Please rewrite the entries below, replacing each "flour" with "sugar" and leaving everything else unchanged.
* Begin Listed entries *
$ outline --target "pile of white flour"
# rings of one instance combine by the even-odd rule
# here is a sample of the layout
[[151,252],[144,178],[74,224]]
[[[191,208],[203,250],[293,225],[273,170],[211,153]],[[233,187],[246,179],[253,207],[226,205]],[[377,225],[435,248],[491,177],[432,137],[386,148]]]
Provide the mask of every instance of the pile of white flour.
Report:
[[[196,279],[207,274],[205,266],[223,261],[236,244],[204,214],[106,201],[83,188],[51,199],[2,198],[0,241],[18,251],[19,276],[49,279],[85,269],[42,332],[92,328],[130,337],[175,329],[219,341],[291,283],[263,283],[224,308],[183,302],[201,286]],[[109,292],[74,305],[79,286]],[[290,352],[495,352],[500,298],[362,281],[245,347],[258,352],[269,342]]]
* End Listed entries *
Answer for the task —
$ outline --target "pile of white sugar"
# rings of one instance combine by the even-odd rule
# here is a sample of the layout
[[151,252],[144,178],[74,224]]
[[[191,208],[203,250],[293,225],[273,170],[211,153]],[[233,187],[246,179],[253,207],[226,205]],[[377,225],[435,248],[491,177],[432,137],[386,148]]]
Provide the mask of every instance of the pile of white sugar.
Report:
[[[196,279],[207,274],[205,266],[223,261],[236,244],[204,214],[106,201],[83,188],[51,199],[2,198],[0,241],[18,251],[19,276],[49,279],[85,269],[42,332],[92,328],[130,337],[175,329],[219,341],[291,283],[263,283],[224,308],[183,302],[201,286]],[[109,292],[74,305],[79,286]],[[290,352],[495,352],[500,298],[362,281],[245,347],[258,352],[269,342]]]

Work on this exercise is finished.